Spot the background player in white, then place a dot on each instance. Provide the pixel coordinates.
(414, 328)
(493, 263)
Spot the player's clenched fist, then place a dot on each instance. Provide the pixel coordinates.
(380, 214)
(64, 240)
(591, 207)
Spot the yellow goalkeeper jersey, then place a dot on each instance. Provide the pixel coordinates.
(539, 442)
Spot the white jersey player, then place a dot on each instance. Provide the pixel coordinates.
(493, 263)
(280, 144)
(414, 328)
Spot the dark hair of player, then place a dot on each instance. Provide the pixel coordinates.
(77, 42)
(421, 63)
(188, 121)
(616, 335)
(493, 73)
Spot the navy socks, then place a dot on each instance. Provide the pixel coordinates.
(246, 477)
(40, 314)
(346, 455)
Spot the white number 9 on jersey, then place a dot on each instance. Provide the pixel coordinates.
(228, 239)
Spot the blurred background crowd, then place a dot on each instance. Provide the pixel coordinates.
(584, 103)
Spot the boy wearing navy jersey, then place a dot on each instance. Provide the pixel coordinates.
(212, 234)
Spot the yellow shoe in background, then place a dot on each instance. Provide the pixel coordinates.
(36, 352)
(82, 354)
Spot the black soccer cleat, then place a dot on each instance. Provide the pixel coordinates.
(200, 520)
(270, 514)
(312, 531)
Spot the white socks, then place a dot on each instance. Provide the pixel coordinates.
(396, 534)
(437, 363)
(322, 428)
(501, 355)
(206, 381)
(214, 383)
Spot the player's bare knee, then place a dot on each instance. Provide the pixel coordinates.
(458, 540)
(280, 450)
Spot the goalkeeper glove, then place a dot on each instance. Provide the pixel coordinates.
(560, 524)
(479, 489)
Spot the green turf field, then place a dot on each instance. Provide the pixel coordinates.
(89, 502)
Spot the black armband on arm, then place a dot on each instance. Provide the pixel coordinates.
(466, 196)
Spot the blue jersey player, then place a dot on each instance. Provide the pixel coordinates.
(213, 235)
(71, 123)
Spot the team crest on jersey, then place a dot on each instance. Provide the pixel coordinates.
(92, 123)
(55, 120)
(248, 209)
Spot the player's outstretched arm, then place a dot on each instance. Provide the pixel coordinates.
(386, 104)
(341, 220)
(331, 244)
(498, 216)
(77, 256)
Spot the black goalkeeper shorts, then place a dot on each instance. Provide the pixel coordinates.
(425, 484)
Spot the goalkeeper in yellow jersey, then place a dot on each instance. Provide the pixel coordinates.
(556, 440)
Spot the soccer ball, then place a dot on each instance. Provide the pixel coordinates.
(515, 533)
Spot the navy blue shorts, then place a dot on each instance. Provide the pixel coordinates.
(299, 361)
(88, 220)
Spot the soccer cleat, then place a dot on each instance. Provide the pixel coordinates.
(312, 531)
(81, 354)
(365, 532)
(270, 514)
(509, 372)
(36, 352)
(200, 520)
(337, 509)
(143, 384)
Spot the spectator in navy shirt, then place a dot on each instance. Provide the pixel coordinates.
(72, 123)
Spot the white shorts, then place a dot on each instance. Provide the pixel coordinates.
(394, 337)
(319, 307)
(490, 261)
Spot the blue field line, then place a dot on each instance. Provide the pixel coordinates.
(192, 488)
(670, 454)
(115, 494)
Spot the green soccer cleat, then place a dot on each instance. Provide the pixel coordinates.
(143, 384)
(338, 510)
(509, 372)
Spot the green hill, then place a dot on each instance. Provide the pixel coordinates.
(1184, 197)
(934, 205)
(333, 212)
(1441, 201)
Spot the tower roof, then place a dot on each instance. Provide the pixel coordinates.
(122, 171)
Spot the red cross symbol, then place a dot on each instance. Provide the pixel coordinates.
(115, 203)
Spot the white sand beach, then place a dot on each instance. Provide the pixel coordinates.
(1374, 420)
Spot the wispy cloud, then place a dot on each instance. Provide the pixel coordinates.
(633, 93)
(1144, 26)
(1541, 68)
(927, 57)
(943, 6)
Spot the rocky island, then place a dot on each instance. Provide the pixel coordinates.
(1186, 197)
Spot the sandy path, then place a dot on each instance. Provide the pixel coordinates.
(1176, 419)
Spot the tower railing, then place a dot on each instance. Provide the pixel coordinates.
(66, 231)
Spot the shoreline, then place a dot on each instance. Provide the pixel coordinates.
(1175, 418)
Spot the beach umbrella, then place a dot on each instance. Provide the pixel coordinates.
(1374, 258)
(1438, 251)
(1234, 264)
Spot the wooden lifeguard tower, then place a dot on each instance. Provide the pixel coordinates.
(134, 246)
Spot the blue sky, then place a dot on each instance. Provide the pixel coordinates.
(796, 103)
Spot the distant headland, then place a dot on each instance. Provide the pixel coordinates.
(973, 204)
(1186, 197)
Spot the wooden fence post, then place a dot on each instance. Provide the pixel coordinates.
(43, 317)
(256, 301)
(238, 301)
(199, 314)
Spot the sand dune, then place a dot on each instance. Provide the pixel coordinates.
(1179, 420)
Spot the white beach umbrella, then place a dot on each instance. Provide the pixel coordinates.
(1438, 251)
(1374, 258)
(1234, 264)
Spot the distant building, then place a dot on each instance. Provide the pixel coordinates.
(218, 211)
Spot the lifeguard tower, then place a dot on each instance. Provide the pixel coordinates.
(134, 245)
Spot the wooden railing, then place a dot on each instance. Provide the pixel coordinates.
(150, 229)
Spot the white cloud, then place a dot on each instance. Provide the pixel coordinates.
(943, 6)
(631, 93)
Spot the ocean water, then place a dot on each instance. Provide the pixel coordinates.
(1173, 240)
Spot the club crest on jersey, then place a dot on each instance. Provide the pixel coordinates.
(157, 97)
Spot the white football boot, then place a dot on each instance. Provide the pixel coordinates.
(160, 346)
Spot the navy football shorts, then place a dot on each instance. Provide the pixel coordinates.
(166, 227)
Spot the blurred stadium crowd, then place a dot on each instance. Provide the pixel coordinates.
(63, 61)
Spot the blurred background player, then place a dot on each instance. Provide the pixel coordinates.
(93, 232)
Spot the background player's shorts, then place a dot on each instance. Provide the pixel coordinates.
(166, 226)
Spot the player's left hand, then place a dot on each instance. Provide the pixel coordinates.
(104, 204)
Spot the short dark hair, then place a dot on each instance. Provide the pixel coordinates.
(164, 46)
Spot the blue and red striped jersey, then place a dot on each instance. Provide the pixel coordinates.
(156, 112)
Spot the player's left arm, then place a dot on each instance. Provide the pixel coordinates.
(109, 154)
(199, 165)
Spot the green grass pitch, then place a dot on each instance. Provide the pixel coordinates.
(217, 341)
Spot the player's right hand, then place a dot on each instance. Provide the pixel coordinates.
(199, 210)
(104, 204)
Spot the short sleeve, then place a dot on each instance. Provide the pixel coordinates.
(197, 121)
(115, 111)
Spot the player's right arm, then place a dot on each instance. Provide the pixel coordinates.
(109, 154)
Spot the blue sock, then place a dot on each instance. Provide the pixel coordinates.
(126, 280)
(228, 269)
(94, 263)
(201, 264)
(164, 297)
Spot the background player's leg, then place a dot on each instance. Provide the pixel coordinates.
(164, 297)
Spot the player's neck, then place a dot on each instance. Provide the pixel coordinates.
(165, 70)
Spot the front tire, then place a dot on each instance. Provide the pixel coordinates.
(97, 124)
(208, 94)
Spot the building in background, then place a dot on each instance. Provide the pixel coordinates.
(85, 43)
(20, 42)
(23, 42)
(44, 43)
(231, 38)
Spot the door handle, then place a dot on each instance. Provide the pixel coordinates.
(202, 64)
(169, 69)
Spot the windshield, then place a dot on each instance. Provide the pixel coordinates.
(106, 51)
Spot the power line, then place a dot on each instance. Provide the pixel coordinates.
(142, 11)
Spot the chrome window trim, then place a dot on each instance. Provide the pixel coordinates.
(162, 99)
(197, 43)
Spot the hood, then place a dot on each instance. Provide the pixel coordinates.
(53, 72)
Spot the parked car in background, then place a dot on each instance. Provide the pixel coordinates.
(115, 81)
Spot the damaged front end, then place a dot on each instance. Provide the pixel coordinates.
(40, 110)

────────

> **Objective**: Repeat exactly the lines from the line containing "Spot the front" through the end of the listing above; both boundary lines are part of the output.

> **Correct output**:
Spot the front tire, then place a dot on each instance. Provide the pixel coordinates.
(97, 124)
(208, 94)
Spot the building in background, then place a dot on each instance. Provide the pixel coordinates.
(85, 43)
(20, 42)
(23, 42)
(44, 43)
(231, 38)
Spot the door handle, then place a dot on each instance. Provide the pixel coordinates.
(202, 64)
(169, 69)
Spot the windshield, then place a dot on each instance. Provide the pixel coordinates.
(106, 51)
Spot the power line, then place a dot on each instance. Provide the pixel coordinates.
(142, 11)
Spot the chrome window trim, then place a dot on each instance. Provide the pixel coordinates.
(162, 99)
(197, 43)
Spot the hood, then place a dot on each instance. Provide the pixel coordinates.
(53, 72)
Spot the parked car in background, then place a dot on each instance. Provide the pixel coordinates.
(115, 81)
Spot the damaged front end, then place a dot on each instance. Provide the pixel coordinates.
(40, 110)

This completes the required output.